- EXTRACTED MATERIAL -
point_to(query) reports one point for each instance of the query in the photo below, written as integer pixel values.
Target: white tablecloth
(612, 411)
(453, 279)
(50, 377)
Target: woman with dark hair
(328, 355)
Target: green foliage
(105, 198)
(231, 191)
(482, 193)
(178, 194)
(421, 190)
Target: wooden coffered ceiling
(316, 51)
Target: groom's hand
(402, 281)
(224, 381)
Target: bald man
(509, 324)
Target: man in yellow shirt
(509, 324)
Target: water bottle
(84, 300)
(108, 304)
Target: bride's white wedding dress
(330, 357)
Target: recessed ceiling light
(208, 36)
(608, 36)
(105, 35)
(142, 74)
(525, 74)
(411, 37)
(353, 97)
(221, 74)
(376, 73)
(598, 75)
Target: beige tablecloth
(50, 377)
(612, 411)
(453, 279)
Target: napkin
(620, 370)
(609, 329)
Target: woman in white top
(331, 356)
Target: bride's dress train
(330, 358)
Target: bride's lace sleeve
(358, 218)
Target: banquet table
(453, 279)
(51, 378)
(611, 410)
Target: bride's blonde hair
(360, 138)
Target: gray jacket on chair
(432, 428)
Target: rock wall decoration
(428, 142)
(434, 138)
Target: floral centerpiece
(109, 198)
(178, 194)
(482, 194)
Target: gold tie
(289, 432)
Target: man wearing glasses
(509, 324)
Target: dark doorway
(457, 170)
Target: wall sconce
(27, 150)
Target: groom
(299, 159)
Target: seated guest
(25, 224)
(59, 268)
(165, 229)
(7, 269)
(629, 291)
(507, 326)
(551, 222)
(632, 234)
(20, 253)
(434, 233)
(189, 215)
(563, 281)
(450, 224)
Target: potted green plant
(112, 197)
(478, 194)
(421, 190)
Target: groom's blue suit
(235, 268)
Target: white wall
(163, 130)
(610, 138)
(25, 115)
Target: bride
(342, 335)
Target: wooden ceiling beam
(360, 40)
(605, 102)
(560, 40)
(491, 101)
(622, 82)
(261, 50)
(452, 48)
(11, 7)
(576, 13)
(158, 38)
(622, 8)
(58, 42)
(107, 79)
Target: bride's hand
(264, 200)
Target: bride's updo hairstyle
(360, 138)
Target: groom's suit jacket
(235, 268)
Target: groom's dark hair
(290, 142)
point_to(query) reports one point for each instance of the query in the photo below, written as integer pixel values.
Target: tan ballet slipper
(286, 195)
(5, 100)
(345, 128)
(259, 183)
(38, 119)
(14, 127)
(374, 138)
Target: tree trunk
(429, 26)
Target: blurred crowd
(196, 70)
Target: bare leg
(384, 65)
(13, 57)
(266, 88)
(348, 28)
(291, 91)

- SHORT EXERCISE -
Copy out, unchanged, the part of the entries that opens with the line containing "Target: woman in white top" and runs through the end of the entries, including both ends.

- TASK ANSWER -
Target: woman in white top
(331, 356)
Target: bride's dress train
(330, 358)
Target: bride's lace sleeve
(358, 218)
Target: banquet table
(453, 279)
(51, 378)
(611, 410)
Target: bride's blonde hair
(360, 138)
Target: gray jacket on chair
(432, 428)
Target: rock wall decoration
(428, 142)
(434, 138)
Target: floral centerpiece
(109, 198)
(178, 194)
(482, 194)
Target: gold tie
(289, 432)
Target: man wearing glasses
(509, 324)
Target: dark doorway
(457, 170)
Target: wall sconce
(27, 150)
Target: groom
(299, 159)
Target: seated guest
(25, 224)
(59, 268)
(165, 229)
(7, 269)
(629, 291)
(507, 326)
(551, 222)
(632, 234)
(20, 253)
(434, 233)
(189, 215)
(563, 281)
(450, 224)
Target: potted green plant
(112, 197)
(478, 194)
(421, 190)
Target: groom's blue suit
(235, 268)
Target: white wall
(163, 130)
(610, 138)
(25, 115)
Target: bride
(342, 335)
Target: wooden ceiling beam
(360, 40)
(605, 102)
(560, 40)
(491, 101)
(622, 82)
(261, 50)
(452, 48)
(11, 7)
(576, 13)
(158, 38)
(622, 8)
(58, 42)
(107, 79)
Target: bride's hand
(264, 200)
Target: bride's updo hairstyle
(360, 138)
Target: groom's suit jacket
(235, 268)
Target: groom's dark hair
(290, 142)
point_to(query) reports one point for each instance of the query in the photo below, written as integer pixel values.
Target: tan ballet slipper
(286, 195)
(5, 100)
(345, 128)
(259, 183)
(38, 119)
(14, 127)
(374, 138)
Target: tree trunk
(429, 26)
Target: blurred crowd
(196, 70)
Target: bare leg
(384, 65)
(13, 57)
(266, 88)
(348, 28)
(291, 91)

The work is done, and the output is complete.